**Stored data entries:**
┌──

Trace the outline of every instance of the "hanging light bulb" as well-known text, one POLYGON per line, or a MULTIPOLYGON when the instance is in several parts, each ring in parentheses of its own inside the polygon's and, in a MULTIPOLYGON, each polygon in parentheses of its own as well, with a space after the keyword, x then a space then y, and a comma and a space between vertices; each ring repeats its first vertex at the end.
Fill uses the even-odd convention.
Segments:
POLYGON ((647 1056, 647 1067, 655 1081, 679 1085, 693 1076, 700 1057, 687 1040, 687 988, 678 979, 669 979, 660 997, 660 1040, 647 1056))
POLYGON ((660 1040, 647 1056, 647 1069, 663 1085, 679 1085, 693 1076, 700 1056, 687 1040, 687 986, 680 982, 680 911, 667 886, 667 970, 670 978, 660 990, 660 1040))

└──

**Exercise prompt:** Go through the records above and copy each line exactly.

**Output below:**
Trace the outline of every instance of the "hanging light bulb" as well-known text, one POLYGON per line, or a MULTIPOLYGON when the instance is in several parts, each ring in parentheses of its own inside the polygon's and, in a MULTIPOLYGON, each polygon in parentheses of its own as well, with a space after the keyword, x then a space then y, and a comma and a space between vertices; each ring repeats its first vertex at the end.
Fill uses the even-odd convention.
Segments:
POLYGON ((647 1056, 647 1067, 655 1081, 679 1085, 693 1076, 700 1057, 687 1040, 687 988, 678 979, 669 979, 660 997, 660 1040, 647 1056))
POLYGON ((660 1040, 647 1056, 647 1069, 663 1085, 679 1085, 693 1076, 700 1056, 687 1040, 687 986, 680 982, 680 911, 667 886, 667 970, 670 978, 660 990, 660 1040))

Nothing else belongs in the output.